*EXERCISE DESCRIPTION*: Can you recast the listing below, from the line containing "--target white collar marking on puppy neck" to the line containing "M 171 172 L", both ends included, as a Markdown table with the columns Row and Line, dropping any blank lines?

*INPUT FOR THIS TASK*:
+++++

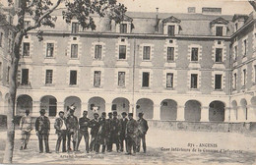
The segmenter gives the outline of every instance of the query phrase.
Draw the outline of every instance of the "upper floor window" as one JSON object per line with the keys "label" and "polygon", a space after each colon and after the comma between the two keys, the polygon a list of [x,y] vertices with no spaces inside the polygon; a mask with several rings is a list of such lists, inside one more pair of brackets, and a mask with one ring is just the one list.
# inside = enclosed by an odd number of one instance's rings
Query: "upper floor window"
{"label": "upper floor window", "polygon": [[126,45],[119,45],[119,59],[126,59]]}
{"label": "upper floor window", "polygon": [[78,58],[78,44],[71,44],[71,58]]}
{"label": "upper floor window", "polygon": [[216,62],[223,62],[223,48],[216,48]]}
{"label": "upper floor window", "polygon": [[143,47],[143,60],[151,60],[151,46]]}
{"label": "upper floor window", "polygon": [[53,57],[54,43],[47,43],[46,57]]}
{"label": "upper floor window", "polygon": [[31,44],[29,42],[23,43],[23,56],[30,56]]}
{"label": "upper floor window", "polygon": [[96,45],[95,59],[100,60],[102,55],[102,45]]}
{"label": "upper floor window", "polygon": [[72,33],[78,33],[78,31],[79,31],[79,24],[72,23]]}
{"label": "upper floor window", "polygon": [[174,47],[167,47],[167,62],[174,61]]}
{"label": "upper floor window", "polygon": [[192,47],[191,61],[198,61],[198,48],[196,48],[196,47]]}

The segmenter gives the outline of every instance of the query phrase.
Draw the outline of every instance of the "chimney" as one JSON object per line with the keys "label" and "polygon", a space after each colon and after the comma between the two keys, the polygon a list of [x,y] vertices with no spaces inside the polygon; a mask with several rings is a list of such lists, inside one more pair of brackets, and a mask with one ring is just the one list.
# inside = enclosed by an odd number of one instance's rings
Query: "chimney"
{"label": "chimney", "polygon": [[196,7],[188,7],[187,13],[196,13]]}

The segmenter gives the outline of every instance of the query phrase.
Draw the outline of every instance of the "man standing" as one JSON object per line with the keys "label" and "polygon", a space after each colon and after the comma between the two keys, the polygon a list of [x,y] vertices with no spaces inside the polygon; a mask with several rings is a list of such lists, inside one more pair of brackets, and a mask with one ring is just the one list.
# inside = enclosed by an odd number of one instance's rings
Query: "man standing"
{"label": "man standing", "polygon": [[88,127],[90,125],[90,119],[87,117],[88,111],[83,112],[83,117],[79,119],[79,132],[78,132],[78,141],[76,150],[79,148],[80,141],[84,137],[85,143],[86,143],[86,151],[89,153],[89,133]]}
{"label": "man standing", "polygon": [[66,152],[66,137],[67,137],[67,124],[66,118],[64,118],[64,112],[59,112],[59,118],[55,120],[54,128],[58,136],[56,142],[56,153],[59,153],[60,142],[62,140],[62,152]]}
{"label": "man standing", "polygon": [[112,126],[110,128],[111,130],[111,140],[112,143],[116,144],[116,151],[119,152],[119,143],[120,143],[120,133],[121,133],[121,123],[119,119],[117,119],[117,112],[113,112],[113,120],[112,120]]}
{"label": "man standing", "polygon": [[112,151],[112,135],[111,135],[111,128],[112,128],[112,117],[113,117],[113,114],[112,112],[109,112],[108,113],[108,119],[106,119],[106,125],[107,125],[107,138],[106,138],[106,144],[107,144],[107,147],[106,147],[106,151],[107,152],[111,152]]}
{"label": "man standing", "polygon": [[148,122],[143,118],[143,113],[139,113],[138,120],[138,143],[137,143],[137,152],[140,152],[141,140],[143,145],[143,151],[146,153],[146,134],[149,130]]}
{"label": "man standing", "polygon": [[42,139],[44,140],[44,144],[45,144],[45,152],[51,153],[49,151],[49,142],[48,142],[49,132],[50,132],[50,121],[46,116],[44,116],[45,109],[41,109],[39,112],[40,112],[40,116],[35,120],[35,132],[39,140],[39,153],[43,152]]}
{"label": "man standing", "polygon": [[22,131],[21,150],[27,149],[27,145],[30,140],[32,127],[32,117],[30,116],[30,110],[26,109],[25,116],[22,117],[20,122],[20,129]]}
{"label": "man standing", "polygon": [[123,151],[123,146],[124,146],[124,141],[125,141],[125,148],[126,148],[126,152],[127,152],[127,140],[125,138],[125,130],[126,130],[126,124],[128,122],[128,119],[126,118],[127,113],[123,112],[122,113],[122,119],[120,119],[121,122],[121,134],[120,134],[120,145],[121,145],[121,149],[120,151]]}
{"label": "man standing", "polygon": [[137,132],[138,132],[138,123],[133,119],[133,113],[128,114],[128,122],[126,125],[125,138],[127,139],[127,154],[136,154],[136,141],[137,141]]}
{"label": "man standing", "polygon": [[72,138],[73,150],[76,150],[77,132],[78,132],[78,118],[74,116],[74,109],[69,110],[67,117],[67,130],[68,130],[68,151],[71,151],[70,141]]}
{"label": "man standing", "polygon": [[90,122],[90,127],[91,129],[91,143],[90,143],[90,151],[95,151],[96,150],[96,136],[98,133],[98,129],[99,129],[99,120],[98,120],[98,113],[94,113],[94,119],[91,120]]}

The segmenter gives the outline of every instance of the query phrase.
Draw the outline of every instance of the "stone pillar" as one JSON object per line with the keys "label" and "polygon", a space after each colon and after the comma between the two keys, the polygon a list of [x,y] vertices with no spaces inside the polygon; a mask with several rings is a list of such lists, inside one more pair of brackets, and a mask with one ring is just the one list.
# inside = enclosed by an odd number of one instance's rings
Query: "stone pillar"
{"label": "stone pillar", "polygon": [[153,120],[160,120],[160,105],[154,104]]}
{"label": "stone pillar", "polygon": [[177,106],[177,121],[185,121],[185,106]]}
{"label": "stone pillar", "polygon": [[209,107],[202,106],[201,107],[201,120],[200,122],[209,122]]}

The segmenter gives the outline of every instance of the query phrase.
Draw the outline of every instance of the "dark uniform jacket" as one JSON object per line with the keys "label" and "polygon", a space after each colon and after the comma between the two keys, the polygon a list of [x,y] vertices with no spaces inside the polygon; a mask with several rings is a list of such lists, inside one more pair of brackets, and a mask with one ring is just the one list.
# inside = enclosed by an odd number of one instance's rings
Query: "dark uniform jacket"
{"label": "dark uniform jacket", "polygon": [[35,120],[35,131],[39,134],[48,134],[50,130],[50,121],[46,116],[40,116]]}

+++++

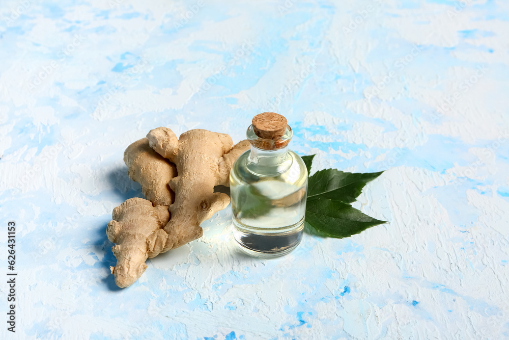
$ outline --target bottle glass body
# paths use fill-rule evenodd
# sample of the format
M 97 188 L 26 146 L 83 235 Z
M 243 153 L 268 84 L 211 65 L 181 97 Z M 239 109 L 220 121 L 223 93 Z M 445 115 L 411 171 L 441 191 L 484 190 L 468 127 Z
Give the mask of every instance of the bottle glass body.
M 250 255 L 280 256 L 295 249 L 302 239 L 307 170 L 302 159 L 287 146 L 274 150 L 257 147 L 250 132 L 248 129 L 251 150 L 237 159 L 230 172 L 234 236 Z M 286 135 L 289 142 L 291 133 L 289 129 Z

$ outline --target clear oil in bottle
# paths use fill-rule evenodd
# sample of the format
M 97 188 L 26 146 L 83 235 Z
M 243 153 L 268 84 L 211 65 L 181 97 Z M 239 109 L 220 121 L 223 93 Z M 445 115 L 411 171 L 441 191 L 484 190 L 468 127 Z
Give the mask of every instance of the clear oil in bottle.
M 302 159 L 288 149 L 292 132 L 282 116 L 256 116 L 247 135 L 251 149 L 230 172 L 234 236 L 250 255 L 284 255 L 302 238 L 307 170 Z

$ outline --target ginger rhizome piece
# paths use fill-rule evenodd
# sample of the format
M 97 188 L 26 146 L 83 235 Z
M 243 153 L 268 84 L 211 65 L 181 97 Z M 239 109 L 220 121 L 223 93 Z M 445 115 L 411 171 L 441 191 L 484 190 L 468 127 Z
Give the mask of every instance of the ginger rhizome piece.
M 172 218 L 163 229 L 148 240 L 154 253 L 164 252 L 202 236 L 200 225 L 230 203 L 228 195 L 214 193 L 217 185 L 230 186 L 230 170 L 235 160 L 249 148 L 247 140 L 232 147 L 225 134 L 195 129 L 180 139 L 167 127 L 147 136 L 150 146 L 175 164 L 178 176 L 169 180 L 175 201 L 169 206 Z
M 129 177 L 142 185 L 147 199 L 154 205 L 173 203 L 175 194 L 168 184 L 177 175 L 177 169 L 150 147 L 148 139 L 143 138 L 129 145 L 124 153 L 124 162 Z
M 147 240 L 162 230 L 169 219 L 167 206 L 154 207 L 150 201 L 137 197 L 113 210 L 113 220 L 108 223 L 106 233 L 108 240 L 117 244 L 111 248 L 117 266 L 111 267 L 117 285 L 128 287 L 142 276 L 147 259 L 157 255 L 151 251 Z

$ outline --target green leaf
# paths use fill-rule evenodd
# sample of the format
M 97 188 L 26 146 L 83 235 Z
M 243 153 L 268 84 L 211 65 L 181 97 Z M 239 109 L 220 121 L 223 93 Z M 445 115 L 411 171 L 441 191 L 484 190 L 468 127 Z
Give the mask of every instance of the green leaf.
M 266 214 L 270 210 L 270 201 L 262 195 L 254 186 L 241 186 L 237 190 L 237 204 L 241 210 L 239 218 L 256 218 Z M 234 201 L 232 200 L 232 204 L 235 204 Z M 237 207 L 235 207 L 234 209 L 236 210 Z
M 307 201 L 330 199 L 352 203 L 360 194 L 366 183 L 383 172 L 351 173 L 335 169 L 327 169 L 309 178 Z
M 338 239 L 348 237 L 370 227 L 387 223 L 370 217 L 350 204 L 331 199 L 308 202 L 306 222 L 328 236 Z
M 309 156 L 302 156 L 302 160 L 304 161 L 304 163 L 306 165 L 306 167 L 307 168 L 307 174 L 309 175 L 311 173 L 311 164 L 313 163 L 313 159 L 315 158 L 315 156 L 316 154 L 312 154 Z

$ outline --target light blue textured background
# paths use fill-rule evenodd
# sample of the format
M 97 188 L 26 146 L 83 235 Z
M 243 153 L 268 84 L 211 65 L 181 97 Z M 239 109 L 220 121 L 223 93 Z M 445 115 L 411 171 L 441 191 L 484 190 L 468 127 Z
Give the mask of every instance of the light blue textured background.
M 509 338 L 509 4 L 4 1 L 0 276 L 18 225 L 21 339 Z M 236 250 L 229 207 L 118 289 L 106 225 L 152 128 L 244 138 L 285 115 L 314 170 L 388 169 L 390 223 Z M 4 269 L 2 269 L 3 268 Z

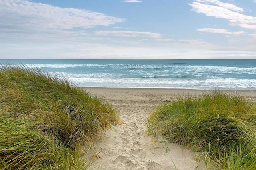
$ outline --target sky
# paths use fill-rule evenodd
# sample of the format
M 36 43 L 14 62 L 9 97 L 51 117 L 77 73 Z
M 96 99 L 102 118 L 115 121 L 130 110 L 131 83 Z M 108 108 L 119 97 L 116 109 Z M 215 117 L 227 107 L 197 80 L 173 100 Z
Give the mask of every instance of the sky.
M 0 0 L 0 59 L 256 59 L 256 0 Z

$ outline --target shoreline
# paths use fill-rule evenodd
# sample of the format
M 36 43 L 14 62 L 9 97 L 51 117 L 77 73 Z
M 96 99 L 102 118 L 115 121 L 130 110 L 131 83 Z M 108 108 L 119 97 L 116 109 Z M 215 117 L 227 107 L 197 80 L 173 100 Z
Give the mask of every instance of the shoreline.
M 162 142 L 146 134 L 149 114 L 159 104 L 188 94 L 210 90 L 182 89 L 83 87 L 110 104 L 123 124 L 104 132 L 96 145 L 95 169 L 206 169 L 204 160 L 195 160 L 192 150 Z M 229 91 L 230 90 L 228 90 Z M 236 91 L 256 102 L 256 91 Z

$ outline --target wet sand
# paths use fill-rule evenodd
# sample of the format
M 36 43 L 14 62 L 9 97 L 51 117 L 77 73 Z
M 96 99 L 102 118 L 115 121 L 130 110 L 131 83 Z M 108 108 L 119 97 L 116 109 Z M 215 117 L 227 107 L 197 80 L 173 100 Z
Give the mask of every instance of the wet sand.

+++++

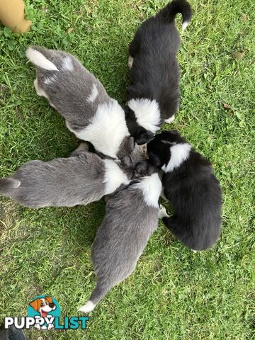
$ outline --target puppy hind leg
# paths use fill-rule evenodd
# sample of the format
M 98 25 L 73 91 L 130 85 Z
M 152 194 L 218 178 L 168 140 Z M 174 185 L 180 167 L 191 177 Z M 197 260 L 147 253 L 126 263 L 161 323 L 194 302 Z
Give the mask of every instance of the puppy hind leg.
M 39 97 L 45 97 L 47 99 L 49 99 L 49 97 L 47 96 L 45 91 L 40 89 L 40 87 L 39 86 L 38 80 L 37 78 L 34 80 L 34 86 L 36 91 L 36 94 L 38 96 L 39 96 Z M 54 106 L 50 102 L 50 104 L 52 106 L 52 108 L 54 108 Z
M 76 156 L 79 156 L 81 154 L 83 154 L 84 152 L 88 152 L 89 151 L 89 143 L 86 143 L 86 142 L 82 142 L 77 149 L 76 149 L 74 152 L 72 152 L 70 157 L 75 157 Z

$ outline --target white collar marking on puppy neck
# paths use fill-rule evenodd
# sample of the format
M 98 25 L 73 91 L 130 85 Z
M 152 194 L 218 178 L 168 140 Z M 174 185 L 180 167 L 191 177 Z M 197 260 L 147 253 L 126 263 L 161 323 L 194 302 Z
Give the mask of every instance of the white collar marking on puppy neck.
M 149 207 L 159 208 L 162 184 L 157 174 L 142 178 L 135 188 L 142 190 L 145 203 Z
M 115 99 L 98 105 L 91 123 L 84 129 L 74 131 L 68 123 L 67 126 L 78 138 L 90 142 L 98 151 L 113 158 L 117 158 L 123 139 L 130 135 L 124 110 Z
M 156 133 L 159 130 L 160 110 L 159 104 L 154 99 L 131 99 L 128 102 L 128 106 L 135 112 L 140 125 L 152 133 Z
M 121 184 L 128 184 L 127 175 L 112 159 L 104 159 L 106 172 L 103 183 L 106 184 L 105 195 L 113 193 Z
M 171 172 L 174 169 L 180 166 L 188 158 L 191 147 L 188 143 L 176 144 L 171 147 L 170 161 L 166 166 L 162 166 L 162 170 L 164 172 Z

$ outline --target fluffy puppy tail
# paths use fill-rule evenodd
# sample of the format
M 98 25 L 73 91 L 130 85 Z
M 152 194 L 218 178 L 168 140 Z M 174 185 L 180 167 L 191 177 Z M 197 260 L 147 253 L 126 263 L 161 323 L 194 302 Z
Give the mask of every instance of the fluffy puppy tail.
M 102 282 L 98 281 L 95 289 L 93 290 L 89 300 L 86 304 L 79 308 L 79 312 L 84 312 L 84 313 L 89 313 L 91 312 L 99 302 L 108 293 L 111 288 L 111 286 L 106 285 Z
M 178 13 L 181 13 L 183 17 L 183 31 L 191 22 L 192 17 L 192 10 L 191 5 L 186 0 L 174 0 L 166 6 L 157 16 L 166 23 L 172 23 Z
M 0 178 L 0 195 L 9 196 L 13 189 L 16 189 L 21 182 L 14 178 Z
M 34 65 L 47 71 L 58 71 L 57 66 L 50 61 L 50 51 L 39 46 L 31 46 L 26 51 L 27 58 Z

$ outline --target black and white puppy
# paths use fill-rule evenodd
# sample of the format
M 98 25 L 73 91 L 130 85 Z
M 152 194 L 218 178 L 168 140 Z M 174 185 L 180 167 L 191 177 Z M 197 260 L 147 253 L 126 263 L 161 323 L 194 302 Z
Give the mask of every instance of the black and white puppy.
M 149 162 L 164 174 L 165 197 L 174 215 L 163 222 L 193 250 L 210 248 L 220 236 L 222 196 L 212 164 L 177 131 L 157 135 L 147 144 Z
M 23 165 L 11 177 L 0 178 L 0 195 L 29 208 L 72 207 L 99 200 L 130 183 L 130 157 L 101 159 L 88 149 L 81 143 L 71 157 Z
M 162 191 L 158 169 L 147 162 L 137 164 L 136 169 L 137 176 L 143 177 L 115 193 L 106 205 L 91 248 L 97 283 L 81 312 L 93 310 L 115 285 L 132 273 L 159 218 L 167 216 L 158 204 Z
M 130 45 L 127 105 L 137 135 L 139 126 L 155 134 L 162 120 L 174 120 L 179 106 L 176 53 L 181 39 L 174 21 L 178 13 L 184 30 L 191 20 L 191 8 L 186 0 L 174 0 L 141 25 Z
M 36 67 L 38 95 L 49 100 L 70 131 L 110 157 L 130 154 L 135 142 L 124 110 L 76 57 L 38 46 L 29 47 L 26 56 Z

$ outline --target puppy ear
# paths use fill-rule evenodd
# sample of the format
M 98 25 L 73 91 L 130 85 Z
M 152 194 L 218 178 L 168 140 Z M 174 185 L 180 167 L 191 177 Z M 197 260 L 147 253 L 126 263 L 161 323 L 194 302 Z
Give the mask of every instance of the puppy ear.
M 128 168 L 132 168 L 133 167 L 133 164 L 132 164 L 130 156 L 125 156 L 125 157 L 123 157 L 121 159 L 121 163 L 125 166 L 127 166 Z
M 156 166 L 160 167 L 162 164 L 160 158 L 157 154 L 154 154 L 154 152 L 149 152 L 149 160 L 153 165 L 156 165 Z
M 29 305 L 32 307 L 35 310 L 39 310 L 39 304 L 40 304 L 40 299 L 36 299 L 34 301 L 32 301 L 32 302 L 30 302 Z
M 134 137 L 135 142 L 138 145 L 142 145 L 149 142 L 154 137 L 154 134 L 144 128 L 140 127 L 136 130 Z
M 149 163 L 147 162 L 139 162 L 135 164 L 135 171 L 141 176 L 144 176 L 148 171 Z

+++++

*EXPECTED OUTPUT*:
| Row | Line |
|---|---|
| 1 | $ outline --target white collar marking on puppy neck |
| 2 | # paths use fill-rule evenodd |
| 3 | # sample of the format |
| 4 | M 98 25 L 73 91 L 130 85 Z |
| 5 | M 152 194 L 218 178 L 168 140 Z M 174 185 L 180 167 L 191 177 Z M 197 260 L 147 253 L 126 263 L 161 323 L 194 302 Z |
| 6 | Give the mask of every instance of the white collar marking on puppy neck. |
| 7 | M 149 207 L 159 208 L 162 184 L 157 174 L 142 178 L 135 188 L 142 190 L 145 203 Z |
| 8 | M 115 99 L 98 105 L 91 123 L 84 129 L 74 131 L 68 123 L 67 126 L 78 138 L 90 142 L 98 151 L 113 158 L 117 158 L 123 139 L 130 135 L 124 110 Z |
| 9 | M 156 133 L 159 130 L 160 110 L 159 104 L 154 99 L 131 99 L 128 102 L 128 106 L 135 112 L 140 125 L 152 133 Z |
| 10 | M 121 184 L 128 184 L 127 175 L 112 159 L 104 159 L 106 172 L 103 183 L 106 184 L 105 195 L 113 193 Z |
| 11 | M 171 172 L 174 169 L 180 166 L 188 158 L 191 147 L 188 143 L 176 144 L 171 147 L 170 161 L 166 166 L 162 166 L 162 170 L 164 172 Z |